HOW TO COMPLETE THIS TASK → Please check statements (a) to (c) against the profile of Jennifer Park below. For each, answer yes or no and quote the words of the profile that decide it. (a) Her dissertation won an award from the Department of English at UNC. (b) “Discandying Cleopatra” is forthcoming in Renaissance and Reformation. (c) Her chapter on blood, feeding, and black bodies is forthcoming from Cambridge University Press.

EXCERPT →
----------

Jennifer Park
University of North Carolina at Chapel Hill
Jennifer Park is a doctoral candidate at the University of North Carolina at Chapel Hill (UNC). Her research interests and specializations include early modern literature, in particular dramatic literature and Shakespeare, food and culinary history, Renaissance recipes, race and transcultural studies, Gender and Sexuality Studies, and the history of science and medicine. Her dissertation, “Immortal Longings: Towards a Poetics of Preservation on the Early Modern Stage,” engages with discourses about race and geography, women’s reproductive health, genre, and material culture, and has earned her the Howell-Voitle Award for Outstanding Work on a Dissertation in the Early Modern Period by the Department of English at UNC. The project locates some of the richest metaphorical manifestations of immortality and/or corruption—like the powder of embalmed bodies and the philosopher’s stone—on stage, in performance, to examine how performative preservation provides early moderns with a fertile site for experimenting with change and flexibility in permanence. She has written on the cultural history of Cleopatra’s recipes in early modern literature, in “Discandying Cleopatra,” forthcoming in Studies in Philology, and on gendered knowledge construction in the works of Margaret Cavendish and Francis Godwin in Renaissance and Reformation. Other current projects include a chapter on blood, feeding, and black bodies for an edited volume on Food and Literature, forthcoming from Cambridge University Press, and a chapter on instructional books and game play for an edited volume on early modern games.

----------

EXTRACTED DATA →

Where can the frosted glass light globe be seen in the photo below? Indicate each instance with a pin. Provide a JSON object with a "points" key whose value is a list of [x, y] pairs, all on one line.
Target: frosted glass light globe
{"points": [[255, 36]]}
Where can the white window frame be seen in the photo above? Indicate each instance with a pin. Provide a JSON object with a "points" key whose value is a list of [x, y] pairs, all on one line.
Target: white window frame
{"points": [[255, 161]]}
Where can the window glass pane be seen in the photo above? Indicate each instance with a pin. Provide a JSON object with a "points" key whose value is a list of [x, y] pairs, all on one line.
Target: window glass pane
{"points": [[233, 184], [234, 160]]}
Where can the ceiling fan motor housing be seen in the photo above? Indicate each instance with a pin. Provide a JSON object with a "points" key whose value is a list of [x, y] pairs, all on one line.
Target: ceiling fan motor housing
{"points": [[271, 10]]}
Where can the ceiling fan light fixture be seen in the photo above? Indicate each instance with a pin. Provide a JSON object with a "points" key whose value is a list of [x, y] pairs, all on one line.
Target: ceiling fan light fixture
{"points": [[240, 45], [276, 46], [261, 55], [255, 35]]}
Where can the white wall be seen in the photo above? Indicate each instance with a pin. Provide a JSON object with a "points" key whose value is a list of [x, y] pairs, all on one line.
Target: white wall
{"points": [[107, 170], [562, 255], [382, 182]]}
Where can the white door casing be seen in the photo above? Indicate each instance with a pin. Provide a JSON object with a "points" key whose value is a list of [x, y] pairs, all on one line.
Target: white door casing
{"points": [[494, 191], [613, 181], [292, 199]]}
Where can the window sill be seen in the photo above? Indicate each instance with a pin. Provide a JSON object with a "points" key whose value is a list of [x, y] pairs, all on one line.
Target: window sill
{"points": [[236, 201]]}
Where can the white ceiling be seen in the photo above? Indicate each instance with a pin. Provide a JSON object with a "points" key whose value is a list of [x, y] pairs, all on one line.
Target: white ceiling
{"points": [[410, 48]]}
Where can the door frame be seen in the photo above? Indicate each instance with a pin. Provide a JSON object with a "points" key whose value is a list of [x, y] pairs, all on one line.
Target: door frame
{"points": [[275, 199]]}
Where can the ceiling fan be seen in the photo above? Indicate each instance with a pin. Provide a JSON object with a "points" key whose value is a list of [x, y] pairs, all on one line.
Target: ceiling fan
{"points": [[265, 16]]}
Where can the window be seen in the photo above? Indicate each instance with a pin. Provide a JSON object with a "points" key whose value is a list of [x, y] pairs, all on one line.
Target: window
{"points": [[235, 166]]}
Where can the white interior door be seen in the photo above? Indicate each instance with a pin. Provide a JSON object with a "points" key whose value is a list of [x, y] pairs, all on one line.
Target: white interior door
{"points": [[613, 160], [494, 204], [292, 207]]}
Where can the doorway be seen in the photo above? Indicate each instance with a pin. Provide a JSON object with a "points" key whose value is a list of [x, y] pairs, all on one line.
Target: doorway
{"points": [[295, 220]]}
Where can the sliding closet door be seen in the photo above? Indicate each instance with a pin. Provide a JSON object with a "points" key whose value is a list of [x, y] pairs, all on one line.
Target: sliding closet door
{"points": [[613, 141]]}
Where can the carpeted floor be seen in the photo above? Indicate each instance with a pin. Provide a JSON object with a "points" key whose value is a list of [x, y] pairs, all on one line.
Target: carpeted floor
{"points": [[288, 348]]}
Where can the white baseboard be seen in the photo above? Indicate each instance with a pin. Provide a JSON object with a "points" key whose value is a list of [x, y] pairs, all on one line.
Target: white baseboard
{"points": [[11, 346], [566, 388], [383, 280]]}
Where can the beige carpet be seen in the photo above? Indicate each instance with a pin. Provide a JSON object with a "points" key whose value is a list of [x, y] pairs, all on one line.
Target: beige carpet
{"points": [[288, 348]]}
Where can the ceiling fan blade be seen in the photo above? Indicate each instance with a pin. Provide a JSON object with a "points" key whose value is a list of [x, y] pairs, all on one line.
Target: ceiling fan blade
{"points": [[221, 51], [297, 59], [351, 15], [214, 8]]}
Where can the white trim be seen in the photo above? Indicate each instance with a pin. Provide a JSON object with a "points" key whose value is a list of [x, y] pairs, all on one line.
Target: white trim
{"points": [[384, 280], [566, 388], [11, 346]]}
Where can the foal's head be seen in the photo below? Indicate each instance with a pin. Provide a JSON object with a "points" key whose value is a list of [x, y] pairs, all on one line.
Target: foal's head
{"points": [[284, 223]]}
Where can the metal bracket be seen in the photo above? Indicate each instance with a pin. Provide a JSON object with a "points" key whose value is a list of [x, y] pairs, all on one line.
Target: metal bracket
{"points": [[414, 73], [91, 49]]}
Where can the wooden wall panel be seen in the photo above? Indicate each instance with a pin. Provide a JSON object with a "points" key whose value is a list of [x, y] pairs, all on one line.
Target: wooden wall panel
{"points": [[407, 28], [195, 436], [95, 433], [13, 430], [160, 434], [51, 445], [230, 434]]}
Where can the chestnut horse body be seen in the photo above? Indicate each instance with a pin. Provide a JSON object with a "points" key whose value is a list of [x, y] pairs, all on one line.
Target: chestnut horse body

----------

ANSWER FOR THIS EXERCISE →
(a) Yes: "has earned her the Howell-Voitle Award for Outstanding Work on a Dissertation in the Early Modern Period by the Department of English at UNC"
(b) No: "in “Discandying Cleopatra,” forthcoming in Studies in Philology"
(c) Yes: "a chapter on blood, feeding, and black bodies for an edited volume on Food and Literature, forthcoming from Cambridge University Press"